=== EXERCISE PASSAGE ===

Watch as the cinematic world unfolds more like a film, in front of your eyes, with the current live show from Said The Sky. Across the dual worlds of Icarus and I, Trevor Christensen has crafted an experience that moves between vulnerability and release, intimacy and chaos, asking fans not just to hear the music, but to sit inside it. The first half of the night invites the crowd into something deeply reflective and cinematic before giving way to the cathartic release of energy that follows, a balance he says mirrors real life itself.
Ahead of his hometown headline performance at Mission Ballroom on May 29th, we caught up with Said The Sky to talk about the emotional architecture behind the tour, rediscovering inspiration through concept albums, and why bringing these two records to life in Denver feels more personal than ever.

In Conversation with Said The Sky
seradopa: You’re nearing the end of this tour, and now you’re about to bring it home to Denver. Looking back on the run so far, how has this experience felt for you personally?
Said the Sky: It feels great and gratifying. To see the albums connect with people, and to hear from people at these shows that they connected in the way I hoped.
Doing the two sets, I have never done that before, so starting it with just Salt and Silence, people could hate this. I have no idea. It’s really chill. People normally go to shows to dance and have fun, and this is not that kind of a set. It’s more of a sit-and-listen and experience this for a little bit – but it’s been awesome.
I’ve had some really cool conversations with people so far that have really enjoyed it, which makes me feel great. Yeah, so far so great!
seradopa: You’ve mentioned that this has been your favorite tour set you’ve ever built. What makes this tour feel different from your previous ones — both internally for you as an artist, and in the way audiences are connecting with it live?
Said The Sky: I think a big part of it was there’s some, there’s a flow in the second set that goes between the lighter, fun, pretty melodic stuff and some heavier stuff, and I’ve played sets where I’ve thrown in a little bit of the heavy stuff before, but it’s always felt in some way a little bit forced, where I’m like, I feel like I just need to, because the crowd’s gonna want this, so like I’ll try and squeeze it in there in some way, just so I can give that to them.
This is the first time where I was like, “No, I genuinely want to add this in,” because conceptually it feels like it makes sense with the story of Icarus, and the story that I wanted to tell, it made sense. Then going in and building the set out, it luckily came together in a way where I felt like no, this is like a cohesive story that’s happening between both things, and not just like here’s a little bit of heavy stuff. Okay, back to your regularly scheduled program of pretty melodic stuff, it’s nice that it came together really luckily, I think this flows easily to the next thing.

===

— PROMPT 1 —
Shorten the paragraph in the Said The Sky interview beginning "Doing the two sets" into a short list that keeps its main facts.
— PROMPT 2 —
In the Said The Sky interview, why does putting heavier music in the second set feel different to him on this tour? Answer in one to three sentences.
— PROMPT 3 —
Pick up the Said The Sky interview from its last sentence and continue it.

=== ENTRIES SUPPLIED ===

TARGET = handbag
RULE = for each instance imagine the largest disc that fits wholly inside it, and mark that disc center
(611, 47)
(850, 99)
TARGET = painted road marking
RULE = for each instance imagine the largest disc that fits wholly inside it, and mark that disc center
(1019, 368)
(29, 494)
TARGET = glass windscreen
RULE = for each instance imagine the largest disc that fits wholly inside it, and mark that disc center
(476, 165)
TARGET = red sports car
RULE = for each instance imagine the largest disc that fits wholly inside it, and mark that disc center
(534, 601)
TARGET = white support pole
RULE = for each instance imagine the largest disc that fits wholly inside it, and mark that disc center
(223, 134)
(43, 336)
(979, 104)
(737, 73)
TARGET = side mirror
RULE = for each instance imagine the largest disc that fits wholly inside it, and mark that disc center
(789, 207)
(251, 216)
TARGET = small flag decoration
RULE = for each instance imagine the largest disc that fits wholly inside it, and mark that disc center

===

— ANSWER BOX 1 —
- He had never played two sets before.
- Opening with only Salt and Silence was a risk, and he had no idea whether people would hate it.
- That set is very chill. People usually go to shows to dance and have fun, and this set is not like that.
- It is more of a sit-and-listen experience.
- It has been awesome.

— ANSWER BOX 2 —
On earlier tours, he added heavy songs only because he thought the crowd would want them, so they always felt forced. This time he truly wanted them there because they fit the story of Icarus he wanted to tell. The set then came together as one connected story rather than a short heavy break before going back to melodic songs.

— ANSWER BOX 3 —
seradopa: Can you talk about more of the process of how you approach creating the journey of the set, from like the track selection to the pacing to the visuals, the motion flow, even before the tour began? And have you made any adjustments since the tour?
Said The Sky: Great question!
It’s tough. It’s really hard to do that, especially when you want it for a tour set. You’re probably touring an album, so you know what songs need to go, and you know the album’s got to be in the set. So, from there, it’s a bit of thinking. You just have to figure it out, and be like, “Okay, where do I want to start this?” Luckily for the set, the way the album opens with the song “Welcome Home” just feels so good and such a solid intro.
I had to ask myself a few times whether or not I was being lazy, because I can do that sometimes. The easiest thing to do is just to throw this in here. I don’t need to make a new intro now. This is great, but it felt right. There was no other idea that I could think of that would be the appropriate introduction for the set, so that was an easy starting point. And then I had the rest of the songs from the album that I knew to play. From there, what helps guide a lot is tempo is a big thing, you know. I don’t want to play a house song here, then go to future bass, and then drum and bass, and then back to house.
I’ll try to fit a bunch of house stuff together so this section feels appropriate, and then go to the next thing from there. You start at the beginning, just feel your way through it, and hope you don’t get lost and that it all flows. Then, if you get to a point where it feels like it doesn’t, that’s when you get a little stuck. You’re like, “Okay, cool, maybe I need to throw in either a new song, make an edit of something, maybe I need to jump to some other section, maybe this is an okay part for things to just like quiet down for a second,”
It’s really tricky!

seradopa: What would fans who may have probably seen the first show notice you have changed from the first show to these closing shows of your tour?
Said The Sky: Musically, absolutely nothing!
Luckily, it was one of the cases where, when you’re building a set, you don’t really know if it sounds good. You can get it to where it sounds good in the studio, and it’s like, “okay, this makes sense, and this works sonically,” I don’t know how this is going to translate to a live audience. Luckily, it worked out; I didn’t have to change too much musically, but they would notice a lot of difference, both in the lighting and the visuals.
That’s something we weren’t able to fully finish for the first few shows, so the visuals and lighting have kept evolving throughout the tour. Now everything feels way more fleshed out and deliberate. My buddy Fed has been helping with a lot of the visuals, and Mike records every set from front of house so we can watch everything back afterward and figure out what moments need a little more TLC or where we can make things feel even bigger and more explosive. Being able to constantly refine the experience between shows has been really nice.
seradopa: With such a thoughtfully designed concept behind this tour, what have you learned about yourself through performing it night after night?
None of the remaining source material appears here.